» Selected passage:
┌──

But though the throngs following Jesus were not permitted in the house, there was much confusion within the home. “Now all wept and mourned for her; but He said, ‘Do not weep; she is not dead, but sleeping.’” v. 52. Humans are so clueless. We mourn at the wrong time, in the wrong way, and for the wrong reason. We laugh when we should be weeping, and we weep when we should be rejoicing. What good would all this wailing do to restore the girl’s health? And what was the point of mourning for this girl? She was going to be well in a few moments. These mourners didn’t wail when the girl took a nap in the afternoon—why wail here?
There’s no reason to mourn in the presence of Jesus. In His presence is fullness of joy; He wipes all tears from our eyes. These mourners stopped mourning and started ridiculing Jesus, knowing the girl was dead. But death isn’t the end; Jesus gives life. He forgives our iniquities, He redeems our life from destruction—this is the benefit they forgot.
He put them all outside. This is a miniature judgment; the disbelievers will be outside the city walls. Jesus separates the wheat from the chaff. By our response to the word of God—to truth—we determine whether we will be put outside. Those who want to remain in Jesus’ joyful presence will put out of their minds all doubt and disbelief of God’s word.

└──

» Records:
┌──

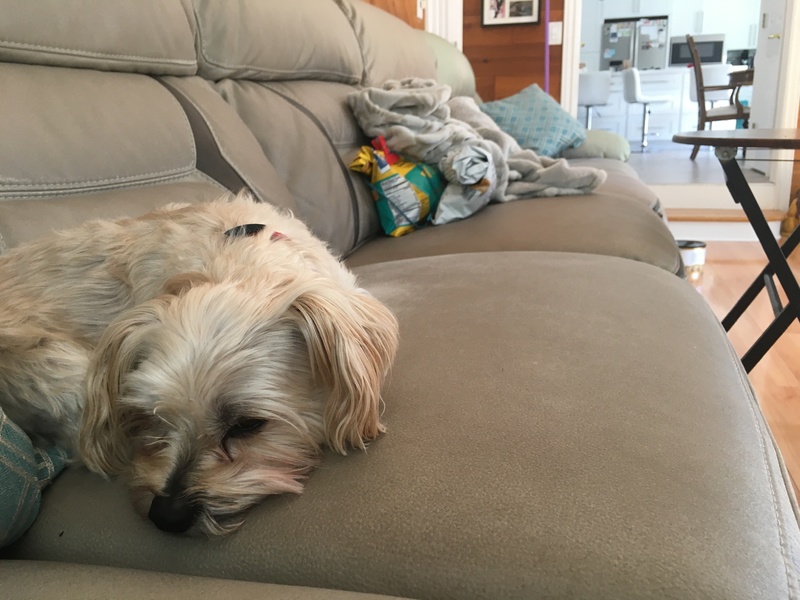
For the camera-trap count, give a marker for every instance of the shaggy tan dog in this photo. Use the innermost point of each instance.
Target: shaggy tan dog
(204, 352)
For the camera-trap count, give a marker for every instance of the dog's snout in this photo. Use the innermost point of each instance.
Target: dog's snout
(172, 513)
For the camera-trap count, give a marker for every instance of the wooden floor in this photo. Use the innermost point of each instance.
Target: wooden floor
(729, 270)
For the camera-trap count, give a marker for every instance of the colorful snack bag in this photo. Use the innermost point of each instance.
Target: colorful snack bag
(406, 194)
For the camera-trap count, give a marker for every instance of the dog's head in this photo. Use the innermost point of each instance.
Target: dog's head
(209, 399)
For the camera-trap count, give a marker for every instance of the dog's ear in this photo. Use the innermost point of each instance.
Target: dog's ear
(352, 339)
(102, 442)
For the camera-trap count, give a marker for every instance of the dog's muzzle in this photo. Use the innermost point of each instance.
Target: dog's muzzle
(173, 514)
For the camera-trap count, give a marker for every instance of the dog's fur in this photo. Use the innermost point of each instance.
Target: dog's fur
(203, 368)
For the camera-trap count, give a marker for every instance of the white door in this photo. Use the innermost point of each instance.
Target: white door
(767, 75)
(445, 18)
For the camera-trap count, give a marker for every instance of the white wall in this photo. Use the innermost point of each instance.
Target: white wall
(737, 19)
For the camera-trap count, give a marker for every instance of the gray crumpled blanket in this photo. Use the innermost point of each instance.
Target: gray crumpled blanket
(419, 119)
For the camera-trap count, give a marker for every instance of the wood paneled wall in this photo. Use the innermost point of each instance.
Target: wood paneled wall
(404, 9)
(508, 58)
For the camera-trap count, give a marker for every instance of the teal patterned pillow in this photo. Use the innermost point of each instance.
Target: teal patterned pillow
(536, 121)
(24, 472)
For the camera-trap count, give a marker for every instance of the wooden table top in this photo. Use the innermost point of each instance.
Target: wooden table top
(777, 139)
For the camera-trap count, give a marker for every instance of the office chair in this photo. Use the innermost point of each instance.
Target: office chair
(594, 89)
(632, 92)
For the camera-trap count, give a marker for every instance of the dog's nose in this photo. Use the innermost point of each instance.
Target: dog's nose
(172, 513)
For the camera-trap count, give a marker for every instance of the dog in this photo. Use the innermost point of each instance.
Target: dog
(206, 353)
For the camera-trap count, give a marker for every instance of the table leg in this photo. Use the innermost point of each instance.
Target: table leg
(758, 283)
(776, 257)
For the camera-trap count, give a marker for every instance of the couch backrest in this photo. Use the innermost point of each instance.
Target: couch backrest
(112, 107)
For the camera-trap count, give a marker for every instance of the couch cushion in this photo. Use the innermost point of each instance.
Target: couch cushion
(23, 580)
(306, 129)
(142, 36)
(452, 67)
(266, 41)
(616, 220)
(559, 425)
(390, 48)
(72, 130)
(25, 219)
(227, 150)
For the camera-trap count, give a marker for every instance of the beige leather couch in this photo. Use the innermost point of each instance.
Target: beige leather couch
(566, 417)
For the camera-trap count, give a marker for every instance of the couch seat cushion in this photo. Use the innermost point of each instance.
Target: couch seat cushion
(559, 425)
(37, 580)
(618, 219)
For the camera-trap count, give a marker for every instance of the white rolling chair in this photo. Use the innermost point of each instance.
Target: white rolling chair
(632, 92)
(594, 89)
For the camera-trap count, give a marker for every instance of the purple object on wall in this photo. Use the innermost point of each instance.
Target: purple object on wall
(547, 46)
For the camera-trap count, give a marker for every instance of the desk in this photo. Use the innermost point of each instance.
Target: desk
(726, 144)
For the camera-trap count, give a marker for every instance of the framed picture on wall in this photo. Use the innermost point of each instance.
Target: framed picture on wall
(510, 12)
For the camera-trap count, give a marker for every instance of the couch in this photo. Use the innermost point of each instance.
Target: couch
(566, 418)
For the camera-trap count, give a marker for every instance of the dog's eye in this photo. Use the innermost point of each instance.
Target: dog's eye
(245, 427)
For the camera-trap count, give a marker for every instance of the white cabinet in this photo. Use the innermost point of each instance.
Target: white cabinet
(737, 19)
(666, 118)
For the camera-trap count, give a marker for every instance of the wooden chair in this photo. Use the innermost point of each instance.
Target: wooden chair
(734, 110)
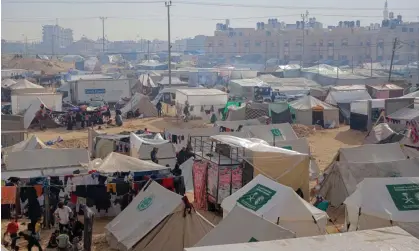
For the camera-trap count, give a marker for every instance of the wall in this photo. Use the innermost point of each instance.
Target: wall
(11, 123)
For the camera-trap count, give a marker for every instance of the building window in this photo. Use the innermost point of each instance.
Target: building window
(299, 42)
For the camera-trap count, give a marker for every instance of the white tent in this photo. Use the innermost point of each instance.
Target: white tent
(241, 226)
(154, 221)
(7, 83)
(343, 177)
(141, 148)
(345, 97)
(25, 84)
(141, 102)
(302, 146)
(308, 110)
(116, 162)
(31, 143)
(383, 202)
(382, 239)
(372, 153)
(279, 204)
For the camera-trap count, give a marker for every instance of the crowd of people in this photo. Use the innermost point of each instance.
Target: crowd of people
(67, 236)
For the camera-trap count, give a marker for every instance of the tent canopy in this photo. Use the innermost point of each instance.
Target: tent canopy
(116, 162)
(272, 200)
(343, 177)
(372, 153)
(382, 202)
(154, 221)
(25, 84)
(391, 238)
(141, 148)
(310, 102)
(234, 229)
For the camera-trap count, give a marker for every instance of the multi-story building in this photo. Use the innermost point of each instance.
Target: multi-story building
(57, 36)
(309, 43)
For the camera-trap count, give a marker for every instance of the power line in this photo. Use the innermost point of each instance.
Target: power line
(209, 4)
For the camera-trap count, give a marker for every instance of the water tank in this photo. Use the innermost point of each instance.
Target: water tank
(391, 15)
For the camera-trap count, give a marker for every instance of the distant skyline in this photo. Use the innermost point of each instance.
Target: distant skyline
(133, 21)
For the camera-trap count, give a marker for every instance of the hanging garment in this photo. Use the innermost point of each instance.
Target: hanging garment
(111, 188)
(38, 189)
(8, 195)
(122, 189)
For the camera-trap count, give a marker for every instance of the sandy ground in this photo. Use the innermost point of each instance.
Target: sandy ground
(323, 143)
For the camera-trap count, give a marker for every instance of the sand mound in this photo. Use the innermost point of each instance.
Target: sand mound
(72, 143)
(303, 131)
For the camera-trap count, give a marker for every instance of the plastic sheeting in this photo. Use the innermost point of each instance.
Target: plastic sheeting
(241, 226)
(142, 147)
(287, 167)
(293, 212)
(384, 202)
(383, 239)
(116, 162)
(343, 178)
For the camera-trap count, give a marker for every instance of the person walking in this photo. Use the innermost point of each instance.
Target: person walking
(63, 214)
(159, 107)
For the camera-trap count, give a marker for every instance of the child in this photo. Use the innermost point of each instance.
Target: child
(188, 205)
(38, 229)
(53, 243)
(12, 230)
(29, 236)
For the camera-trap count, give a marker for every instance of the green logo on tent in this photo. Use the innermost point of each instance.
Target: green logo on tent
(256, 197)
(405, 196)
(145, 203)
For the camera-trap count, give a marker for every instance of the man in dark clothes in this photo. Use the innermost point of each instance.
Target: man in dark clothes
(30, 237)
(153, 155)
(181, 156)
(177, 171)
(76, 229)
(159, 106)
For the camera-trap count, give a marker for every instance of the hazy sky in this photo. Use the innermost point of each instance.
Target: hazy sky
(132, 21)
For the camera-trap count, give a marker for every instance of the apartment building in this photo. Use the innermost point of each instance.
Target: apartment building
(56, 35)
(310, 44)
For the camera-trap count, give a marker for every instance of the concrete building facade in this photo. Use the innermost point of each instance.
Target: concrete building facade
(308, 45)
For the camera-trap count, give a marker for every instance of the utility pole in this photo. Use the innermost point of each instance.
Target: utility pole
(304, 17)
(266, 53)
(52, 46)
(148, 50)
(392, 58)
(168, 4)
(103, 32)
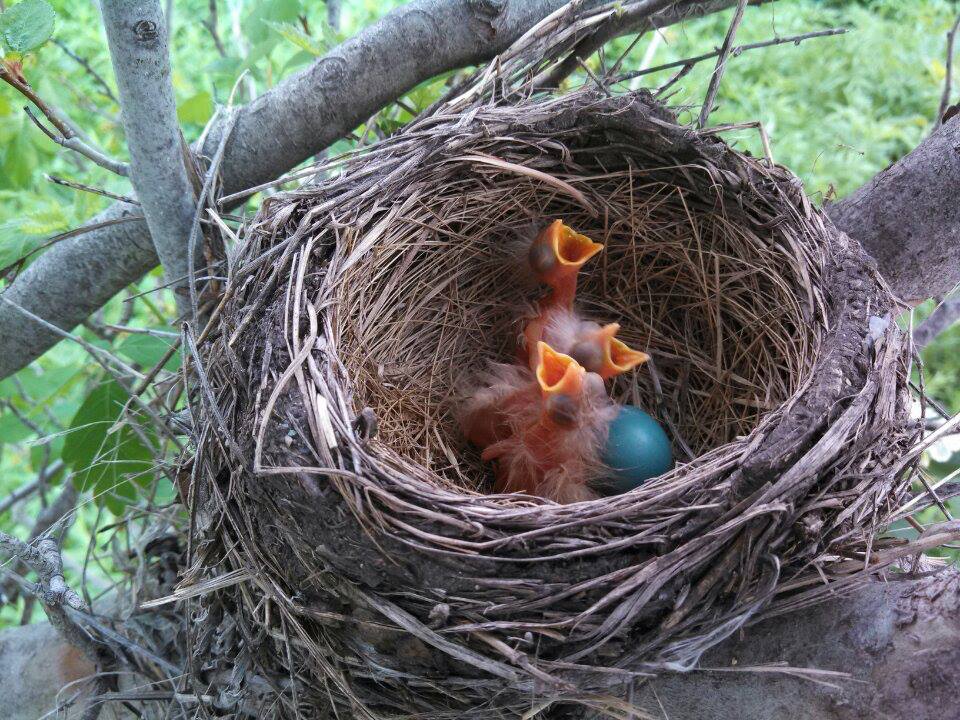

└──

» What to do:
A. Answer these questions about the passage on the mourners, using only what it states:
(i) What did Jesus tell the mourners not to do, according to the quoted verse?
(ii) What did the mourners start doing once they stopped mourning?
(iii) Where does the passage say the disbelievers will be?
B. Retype the part of the passage on the mourners that opens with the words "There’s no reason" and closes with "benefit they forgot.".
C. Continue the passage on the mourners from where it stops.

» Answers provided:
A.
(i) He told them not to weep.
(ii) They started ridiculing Jesus.
(iii) Outside the city walls.

B.
There’s no reason to mourn in the presence of Jesus. In His presence is fullness of joy; He wipes all tears from our eyes. These mourners stopped mourning and started ridiculing Jesus, knowing the girl was dead. But death isn’t the end; Jesus gives life. He forgives our iniquities, He redeems our life from destruction—this is the benefit they forgot.

C.
In this enacted parable, Jesus was also saying our children need to be protected from the influence of the doubters and scoffers of God’s word. There’s no sense to raise them in that environment or they will quickly die again. Those influences need to be put out of our homes. Do you want to be a medical missionary? Dismiss the ideas of all those who ridicule the Bible and the Spirit of Prophecy.
After He put the doubters and mockers outside, what did Jesus do? Did He give some health education? There’s a place for health education, but it doesn’t help the dead. There’s a place for instruction; but it doesn’t help the dead. There have been many times that I have tried to educate the dead. Jesus came close to Jairus’ daughter and took her by the hand that was cold from death. Jesus’ approach, you see, to each person, was individualized. He said nothing to the woman that was bleeding; He simply came as close as her arm could reach. To the man with the withered hand, He said stretch it out. But He took the hand of the dead daughter of Jairus. As medical missionaries, we need to know each type and how to reach them, or how to have them reach us. Then Jesus, “Called saying, ‘Little girl, arise.’ Then her spirit returned, and she arose immediately. And He commanded that she be given something to eat.” v. 54, 55.
On August 5, 2013 at Kettering Medical Center, there was a person that was pronounced dead. Forty-five minutes later that person was alive. But it took a week before he was ready to leave the hospital. Not this girl; she rose immediately. And now is the time for health education; Jesus does this and tells them to feed her.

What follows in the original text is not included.